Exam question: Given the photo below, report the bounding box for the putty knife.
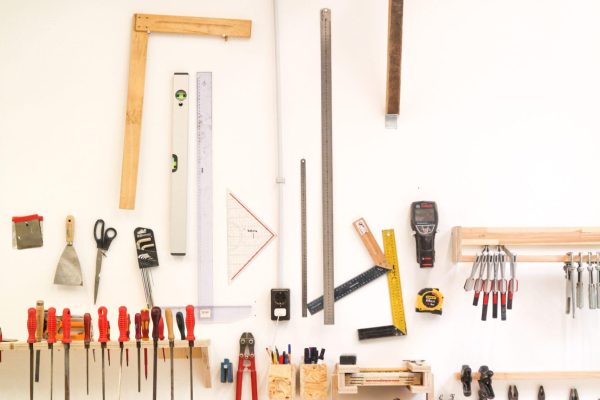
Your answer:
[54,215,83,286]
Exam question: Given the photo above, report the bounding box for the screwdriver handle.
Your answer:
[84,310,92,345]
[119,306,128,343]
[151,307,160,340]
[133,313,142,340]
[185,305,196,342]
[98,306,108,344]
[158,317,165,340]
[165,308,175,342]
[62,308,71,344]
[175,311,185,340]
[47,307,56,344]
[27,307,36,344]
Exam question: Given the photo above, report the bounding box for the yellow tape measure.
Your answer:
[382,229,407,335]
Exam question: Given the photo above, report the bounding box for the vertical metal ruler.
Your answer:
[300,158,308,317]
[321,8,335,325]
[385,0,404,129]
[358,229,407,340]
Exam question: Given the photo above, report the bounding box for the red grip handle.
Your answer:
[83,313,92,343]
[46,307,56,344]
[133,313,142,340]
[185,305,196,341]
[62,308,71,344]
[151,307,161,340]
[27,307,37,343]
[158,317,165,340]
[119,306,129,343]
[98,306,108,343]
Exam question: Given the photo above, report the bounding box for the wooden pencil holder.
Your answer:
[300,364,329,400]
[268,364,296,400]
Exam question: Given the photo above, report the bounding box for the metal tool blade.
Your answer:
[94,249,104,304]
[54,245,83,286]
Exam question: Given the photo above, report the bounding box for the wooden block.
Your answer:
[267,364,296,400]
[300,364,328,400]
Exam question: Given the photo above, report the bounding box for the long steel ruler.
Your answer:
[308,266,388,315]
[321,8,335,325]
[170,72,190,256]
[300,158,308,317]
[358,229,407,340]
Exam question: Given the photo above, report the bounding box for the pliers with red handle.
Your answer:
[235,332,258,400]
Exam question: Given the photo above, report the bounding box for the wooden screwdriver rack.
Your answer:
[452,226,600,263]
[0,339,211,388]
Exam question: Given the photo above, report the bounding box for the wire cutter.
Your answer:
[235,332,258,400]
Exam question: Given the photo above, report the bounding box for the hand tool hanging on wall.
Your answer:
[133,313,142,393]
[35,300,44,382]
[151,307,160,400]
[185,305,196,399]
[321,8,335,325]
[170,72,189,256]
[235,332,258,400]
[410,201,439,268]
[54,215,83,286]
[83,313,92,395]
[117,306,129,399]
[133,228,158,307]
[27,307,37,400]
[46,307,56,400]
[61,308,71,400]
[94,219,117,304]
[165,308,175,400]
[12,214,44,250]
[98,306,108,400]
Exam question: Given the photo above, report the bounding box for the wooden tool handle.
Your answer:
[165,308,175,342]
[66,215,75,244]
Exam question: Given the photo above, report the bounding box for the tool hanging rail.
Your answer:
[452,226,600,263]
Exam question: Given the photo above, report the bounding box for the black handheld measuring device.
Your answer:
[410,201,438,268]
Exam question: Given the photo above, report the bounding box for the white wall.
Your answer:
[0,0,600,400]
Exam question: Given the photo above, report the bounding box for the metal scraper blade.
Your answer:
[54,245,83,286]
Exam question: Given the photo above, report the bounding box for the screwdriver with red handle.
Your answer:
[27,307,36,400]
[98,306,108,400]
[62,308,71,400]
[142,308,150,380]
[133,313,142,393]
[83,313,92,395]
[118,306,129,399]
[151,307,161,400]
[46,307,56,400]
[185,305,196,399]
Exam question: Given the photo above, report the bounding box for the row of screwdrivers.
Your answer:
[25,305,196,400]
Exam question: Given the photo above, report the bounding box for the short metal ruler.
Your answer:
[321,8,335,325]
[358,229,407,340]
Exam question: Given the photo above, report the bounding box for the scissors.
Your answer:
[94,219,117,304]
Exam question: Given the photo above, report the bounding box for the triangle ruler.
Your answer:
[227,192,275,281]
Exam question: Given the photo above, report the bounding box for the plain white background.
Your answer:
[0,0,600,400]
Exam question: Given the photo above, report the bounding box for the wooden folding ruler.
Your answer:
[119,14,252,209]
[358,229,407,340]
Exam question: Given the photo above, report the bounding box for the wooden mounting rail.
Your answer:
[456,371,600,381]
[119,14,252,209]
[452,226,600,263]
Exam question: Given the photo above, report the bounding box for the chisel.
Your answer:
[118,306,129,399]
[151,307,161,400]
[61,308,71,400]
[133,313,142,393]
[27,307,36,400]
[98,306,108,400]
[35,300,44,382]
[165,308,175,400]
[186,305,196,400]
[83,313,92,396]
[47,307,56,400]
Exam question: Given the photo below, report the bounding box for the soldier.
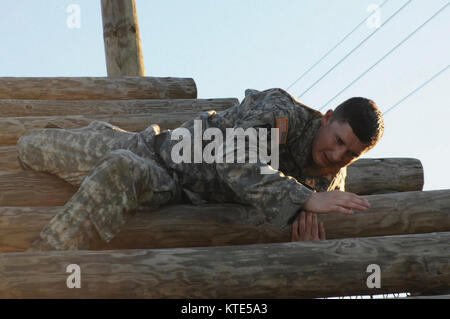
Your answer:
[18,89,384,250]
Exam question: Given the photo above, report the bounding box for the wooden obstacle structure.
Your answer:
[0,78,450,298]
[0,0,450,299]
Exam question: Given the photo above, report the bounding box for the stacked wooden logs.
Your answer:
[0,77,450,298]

....

**Problem**
Extract all lines of the material above verbatim, leaving out the pictures.

**Finished task**
Exam question: Given the photo below, report the bounding box for the putty knife.
Your answer:
[54,215,83,286]
Exam question: Given the photo above, report the bounding box for the screwdriver handle.
Your answer:
[84,310,92,345]
[119,306,128,343]
[151,307,160,340]
[133,313,142,340]
[185,305,196,342]
[98,306,108,344]
[158,317,165,340]
[165,308,175,342]
[62,308,71,344]
[175,311,185,340]
[47,307,56,344]
[27,307,36,344]
Exam question: Given the photo above, report the bounding box for the yellow tape measure.
Your answer:
[382,229,407,335]
Exam question: Given the photo above, report the bounding box for the vertical metal ruler.
Your answer:
[300,158,308,317]
[321,8,335,325]
[385,0,404,129]
[358,229,407,340]
Exam question: Given the photo above, report the bounding box for the red grip handle.
Your answer:
[83,313,92,343]
[46,307,56,344]
[133,313,142,340]
[185,305,196,341]
[62,308,71,344]
[151,307,161,340]
[27,307,37,343]
[158,317,165,340]
[119,306,129,343]
[98,306,108,343]
Exam question: Given the photo above, report the bounding box for the wooden pencil holder.
Your answer:
[300,364,329,400]
[268,364,296,400]
Exam question: Given the photo above, report the bounding box for the metal tool blade.
Your answer:
[94,249,104,304]
[54,245,83,286]
Exam question: Given the photo above, report the bounding box for the wooden block.
Your answer:
[267,364,296,400]
[300,364,328,400]
Exam question: Given the photo above, report the bounding box for the long steel ruler.
Your answer:
[308,266,388,315]
[321,8,335,325]
[170,72,190,256]
[300,158,308,317]
[358,229,407,340]
Exam question: Given the photo above, report the bounding box for the pliers with red handle.
Your answer:
[235,332,258,400]
Exam question: Given the photo above, report the bounding box for the wooden screwdriver rack.
Your answer:
[452,226,600,263]
[0,339,211,388]
Exam question: Given the photo above, report the bounding box for the wire cutter.
Your answer:
[235,332,258,400]
Exam question: Given the photo above, report the bounding box for the hand tool hanging on wall.
Your answer:
[133,313,142,393]
[35,300,44,382]
[151,307,160,400]
[185,305,196,399]
[321,8,335,325]
[170,72,189,256]
[235,332,258,400]
[410,201,439,268]
[54,215,83,286]
[83,313,92,395]
[117,306,129,399]
[133,228,158,307]
[27,307,37,400]
[46,307,56,400]
[61,308,71,400]
[94,219,117,304]
[165,308,175,400]
[12,214,44,250]
[98,306,108,400]
Exam question: Given the photo above, report the bounding box for the wooden tool handle.
Your answer:
[165,308,175,342]
[66,215,75,244]
Exam question: Given the photo above, report the bounding box for the tool hanging rail.
Your answer:
[452,226,600,263]
Exam question: Given the photo above, report the bounding box for the black handheld measuring device.
Your answer:
[410,201,438,268]
Exam question: Given the photo above, report the bounding box for the white wall.
Your answer:
[0,0,600,400]
Exam question: Given the photo above, report the bounding box for the metal scraper blade.
Your answer:
[54,245,83,286]
Exam question: Given the photo above, report the bounding box for the screwdriver with red handle.
Your answer:
[27,307,36,400]
[98,306,108,400]
[62,308,71,400]
[142,308,150,380]
[133,313,142,393]
[83,313,92,395]
[118,306,129,399]
[151,307,161,400]
[46,307,56,400]
[185,305,196,399]
Exam question: Given the photo above, report the bounding box for the row of screwdrivers.
Your answer:
[25,305,196,400]
Exam question: Given the photo above, report the bounding box for the short metal ruler.
Your answer:
[321,8,335,325]
[358,229,407,340]
Exam question: Given the photo above, report the bounding box for the scissors.
Your answer:
[94,219,117,304]
Exam question: Given the photo above, report the bounding box for the triangle ruler.
Your answer:
[227,192,275,281]
Exam question: Given the photo above, report the bounding box for the plain white background.
Your answer:
[0,0,600,400]
Exam question: Given the photo above, report the bounding box for the wooden folding ruler.
Your answer:
[119,14,252,209]
[358,229,407,340]
Exam question: Given the photo above, report the bounding box for the wooden mounting rail.
Your answer:
[456,371,600,381]
[119,14,252,209]
[452,226,600,263]
Exam question: Given the photo above, report the bounding box for the chisel.
Your answer:
[118,306,129,399]
[151,307,161,400]
[61,308,71,400]
[133,313,142,393]
[27,307,36,400]
[98,306,108,400]
[35,300,44,382]
[165,308,175,400]
[186,305,196,400]
[83,313,92,396]
[47,307,56,400]
Exam question: Given the photo below, report the bounding box for the soldier.
Your answer:
[18,89,384,250]
Exam question: Given the photo above, report the bounding box for the wooden obstacle structure.
Your answer:
[0,78,450,298]
[0,0,450,299]
Exam question: Given the photo above, report the bounding box for the stacked wooden logs.
Your answer:
[0,77,450,298]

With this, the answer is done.